Write out each record in full and exactly as given. Skip any pictures.

-- EXERCISE MATERIALS follows --

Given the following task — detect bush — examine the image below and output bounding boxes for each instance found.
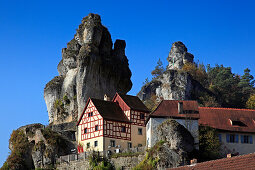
[133,141,164,170]
[1,130,30,170]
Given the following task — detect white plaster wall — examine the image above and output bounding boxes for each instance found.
[219,133,255,155]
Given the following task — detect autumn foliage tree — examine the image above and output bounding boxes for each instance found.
[151,59,165,79]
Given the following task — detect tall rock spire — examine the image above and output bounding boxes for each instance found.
[44,13,132,124]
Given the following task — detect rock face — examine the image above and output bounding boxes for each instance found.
[167,41,194,70]
[138,41,194,101]
[44,13,132,124]
[137,41,212,103]
[15,124,75,169]
[154,119,194,169]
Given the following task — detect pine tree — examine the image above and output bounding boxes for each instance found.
[151,59,165,78]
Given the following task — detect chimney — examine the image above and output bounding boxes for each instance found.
[190,158,197,165]
[227,153,233,158]
[178,102,183,114]
[104,94,110,101]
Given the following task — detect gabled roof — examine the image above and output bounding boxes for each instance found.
[77,98,130,126]
[199,107,255,133]
[170,153,255,170]
[149,100,199,120]
[91,98,130,123]
[115,93,150,112]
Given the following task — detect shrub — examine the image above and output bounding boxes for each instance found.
[1,130,30,170]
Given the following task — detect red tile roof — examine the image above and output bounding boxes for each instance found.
[91,98,130,123]
[149,100,199,119]
[77,98,130,125]
[199,107,255,133]
[170,153,255,170]
[117,93,150,112]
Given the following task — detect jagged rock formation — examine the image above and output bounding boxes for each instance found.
[167,41,194,70]
[9,124,75,169]
[44,13,132,124]
[137,41,211,104]
[154,119,194,169]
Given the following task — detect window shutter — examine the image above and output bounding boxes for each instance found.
[218,134,222,142]
[241,135,244,143]
[226,134,230,143]
[235,134,239,143]
[250,136,253,144]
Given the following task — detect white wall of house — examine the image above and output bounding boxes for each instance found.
[218,132,255,155]
[146,117,199,149]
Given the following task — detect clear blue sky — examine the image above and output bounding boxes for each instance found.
[0,0,255,166]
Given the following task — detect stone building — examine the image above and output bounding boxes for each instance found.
[146,100,200,149]
[76,93,150,154]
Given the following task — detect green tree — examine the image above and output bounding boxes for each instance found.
[246,94,255,109]
[207,65,242,108]
[238,68,255,108]
[151,59,165,78]
[199,126,221,162]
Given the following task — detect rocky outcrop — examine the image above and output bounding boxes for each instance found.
[153,119,194,169]
[44,13,132,124]
[12,124,75,169]
[167,41,194,70]
[137,41,212,103]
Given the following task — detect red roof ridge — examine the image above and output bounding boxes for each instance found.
[199,107,255,112]
[171,152,255,170]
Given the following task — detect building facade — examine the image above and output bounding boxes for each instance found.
[77,93,150,154]
[146,100,200,149]
[199,107,255,156]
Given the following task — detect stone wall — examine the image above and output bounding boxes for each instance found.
[57,160,90,170]
[110,154,146,169]
[56,152,145,170]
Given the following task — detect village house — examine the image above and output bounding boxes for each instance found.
[146,100,200,149]
[199,107,255,156]
[146,99,255,156]
[76,93,150,154]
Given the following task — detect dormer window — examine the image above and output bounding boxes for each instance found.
[230,120,246,127]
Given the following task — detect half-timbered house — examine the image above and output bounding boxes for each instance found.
[77,93,150,153]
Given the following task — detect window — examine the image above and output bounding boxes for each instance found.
[128,142,132,149]
[95,125,98,131]
[218,134,222,142]
[241,135,253,144]
[140,113,145,120]
[231,120,246,127]
[94,141,98,147]
[88,112,93,117]
[138,144,142,147]
[138,128,143,135]
[121,126,126,132]
[226,134,238,143]
[87,142,90,148]
[84,128,87,134]
[110,140,115,147]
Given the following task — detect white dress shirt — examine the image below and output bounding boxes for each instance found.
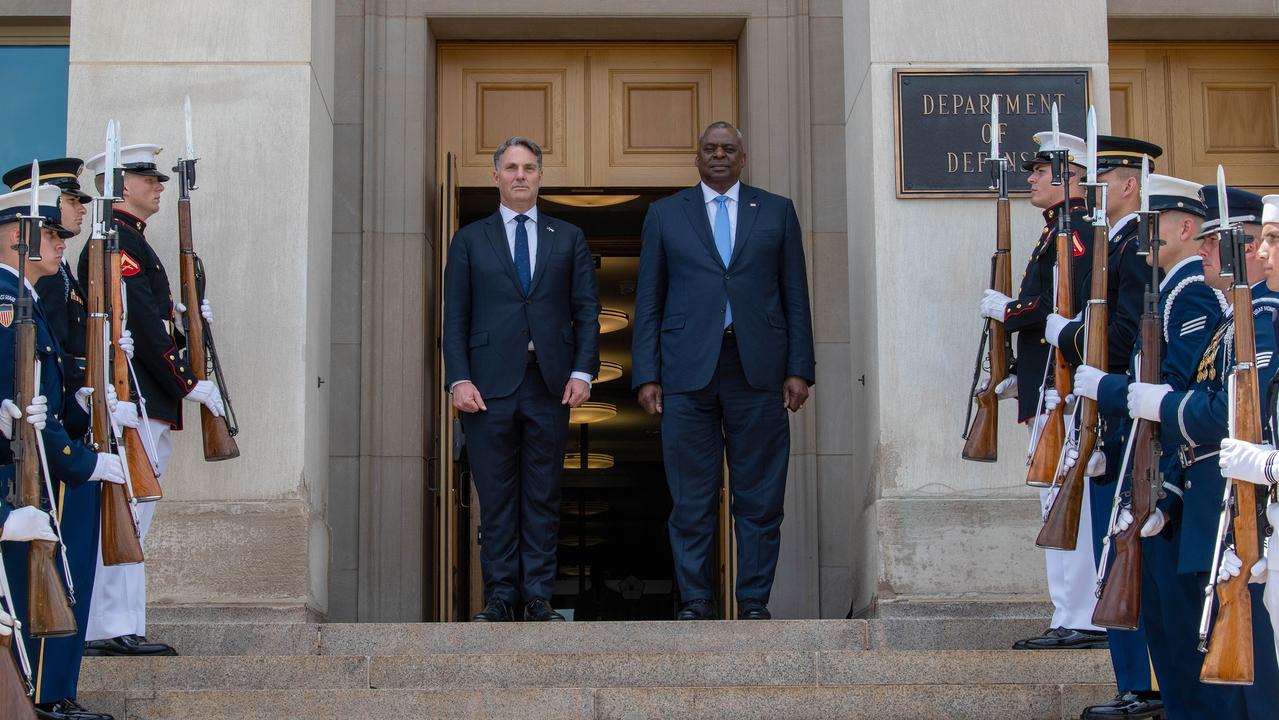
[700,181,741,251]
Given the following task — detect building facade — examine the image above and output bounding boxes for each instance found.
[3,0,1277,622]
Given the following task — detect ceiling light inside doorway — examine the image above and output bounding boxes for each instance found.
[570,401,617,424]
[542,194,640,208]
[596,361,623,383]
[563,452,615,470]
[600,308,630,333]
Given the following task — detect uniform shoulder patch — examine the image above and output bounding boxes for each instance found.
[0,303,11,328]
[120,251,142,277]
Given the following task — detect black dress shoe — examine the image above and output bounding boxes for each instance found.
[1012,626,1109,650]
[1081,691,1164,719]
[471,597,514,622]
[737,600,771,620]
[676,598,714,620]
[523,598,565,622]
[83,634,177,657]
[35,698,114,720]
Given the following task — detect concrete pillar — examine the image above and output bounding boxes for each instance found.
[66,0,335,617]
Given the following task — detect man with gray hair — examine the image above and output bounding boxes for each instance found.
[442,136,600,622]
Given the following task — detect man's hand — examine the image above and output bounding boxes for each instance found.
[1127,382,1171,422]
[977,376,1017,400]
[24,396,47,431]
[1116,507,1166,537]
[562,378,590,408]
[0,505,58,542]
[979,289,1012,321]
[184,380,225,417]
[451,381,487,413]
[118,329,135,360]
[638,382,663,416]
[1072,365,1106,401]
[783,376,809,412]
[1218,438,1278,486]
[1044,312,1079,348]
[90,453,126,485]
[0,398,19,440]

-- EXERCISE MATERIALS concluded --

- WRITTEN SOLUTION -
Given the following task — detect bush — examine the image below and output bounding boxes for each instance found.
[133,141,164,170]
[1,130,30,170]
Given the following task — detect white plaster wall — examine the image above and output bounding boxes for each instance found.
[219,133,255,155]
Given the following task — detect autumn foliage tree — examine the image above and output bounding boxes for each instance found.
[151,59,165,79]
Given the following task — detect tall rock spire — examine the image above and output bounding boxes for each instance found.
[44,13,132,124]
Given the following task — detect rock face — examine the image above and output bounding boxes for each instance found.
[167,41,194,70]
[138,41,194,101]
[44,13,132,124]
[137,41,212,103]
[15,124,75,169]
[154,119,194,169]
Given the following task — detect pine tree — examine the image above and output bounding boxes for each instance found.
[151,59,165,78]
Given the following task — detect chimney — examine the image above and output bounding boxes for each instance found.
[190,158,197,165]
[227,153,233,158]
[178,102,183,114]
[104,94,110,101]
Given the following task — detect gabled roof — examine the image above and output bounding boxes for each instance found.
[77,98,130,126]
[199,107,255,133]
[170,153,255,170]
[149,100,199,120]
[91,98,130,123]
[115,93,150,112]
Given the following task — detect shrub — examine the image above and output bounding boxes for each instance found.
[1,130,30,170]
Given the following task — detect red tile roof — examine the image above and output bounding boxes for each instance found.
[91,98,130,123]
[149,100,199,119]
[77,98,130,125]
[199,107,255,133]
[170,153,255,170]
[117,93,150,112]
Given the following task — detect jagged rock formation — examine the image above and output bounding boxes for each instance found.
[167,41,194,70]
[9,124,75,169]
[44,13,132,124]
[137,41,211,104]
[154,119,194,169]
Given the following task — detect window shutter — examine the image above and output bounding boxes for each instance found.
[218,134,222,142]
[241,135,244,143]
[226,134,230,143]
[235,134,239,143]
[250,136,253,144]
Given the following task — detect white wall of house — examine the image above and output bounding boxes for each instance found.
[218,132,255,155]
[146,117,199,149]
Given the following task — detect clear blue sky — examine the image above and output bounding boxes for each instance found.
[0,0,255,166]
Given the following task — detect stone building — examine the image above and output bounding boxes for each instance found.
[146,100,200,149]
[76,93,150,154]
Given the following task — detect green tree — examine the image above and output bounding boxes for each instance found.
[246,94,255,109]
[207,65,242,108]
[238,68,255,108]
[151,59,165,78]
[199,126,221,162]
Given the following task — detect rocky outcrop — examine the image above and output bounding boxes for each instance found.
[153,119,194,169]
[44,13,132,124]
[12,124,75,169]
[167,41,194,70]
[137,41,212,103]
Given the following task — detect red roof ridge — examine the image above and output bounding boxes for each instance found.
[199,107,255,112]
[171,152,255,170]
Given the following task — detect building facade — examine the image above and output bounding boxes for each instance found.
[77,93,150,154]
[146,100,200,149]
[199,107,255,156]
Given the following task — detect stone wall — examine the image above and output bounding boxes for each instance found.
[57,160,90,170]
[110,154,146,169]
[56,152,145,170]
Given the following task — detect village house — examine the image above and output bounding boxes for each instance found.
[146,100,200,149]
[199,107,255,156]
[146,99,255,156]
[76,93,150,154]
Given the following task — detect dormer window — examine the image above and output bounding boxes for each instance found.
[230,120,246,127]
Given the following task — detect half-timbered house — examine the image above and output bounding boxes for each instance found.
[77,93,150,153]
Given the following task — detect window — examine the image above and output bounding boxes for each instance found.
[128,142,132,149]
[95,125,98,131]
[218,134,222,142]
[241,135,253,144]
[140,113,145,120]
[231,120,246,127]
[94,141,98,147]
[88,112,93,117]
[138,144,142,147]
[138,128,143,135]
[121,126,126,132]
[226,134,238,143]
[87,142,90,148]
[84,128,87,134]
[110,140,115,147]
Given the following task — detect white dress shirt — examine the image below and output bounding boxes for each instance found.
[700,181,741,251]
Given the following task — detect building facade — examine the image above and output bounding boxes for each instance found.
[3,0,1277,622]
Given the following task — detect ceiling light inside doorway — examine the image above and output bounding boxes for each instance found.
[570,401,617,424]
[542,194,640,208]
[596,361,623,383]
[563,452,615,470]
[600,308,630,333]
Given the following task — detect uniform shoulder patch — examine the image above and output bounding boxes for each instance found.
[0,303,11,328]
[120,251,142,277]
Given the following task — detect black dress shoe — examine the image above and output bounding boxes for each instance found.
[1012,626,1109,650]
[1081,691,1164,719]
[471,597,514,622]
[737,600,771,620]
[676,598,714,620]
[523,598,565,622]
[83,634,177,657]
[35,698,114,720]
Given the following task — detect concrete pillar — examine the image above and output bounding boxes for each instance found.
[66,0,335,617]
Given the following task — detect man with gray hair — examine the image above and output bounding boxes for each instance found.
[442,136,600,622]
Given the following task — detect man's hand — examine the image above and output bounding boxes for each instance found.
[1127,382,1171,422]
[977,376,1017,400]
[24,396,47,431]
[1116,507,1166,537]
[562,378,590,408]
[0,505,58,542]
[979,289,1012,321]
[184,380,225,417]
[451,381,487,413]
[118,329,135,360]
[638,382,663,416]
[1072,365,1106,401]
[783,376,809,412]
[1218,438,1278,486]
[1044,312,1079,348]
[90,453,126,485]
[0,398,19,440]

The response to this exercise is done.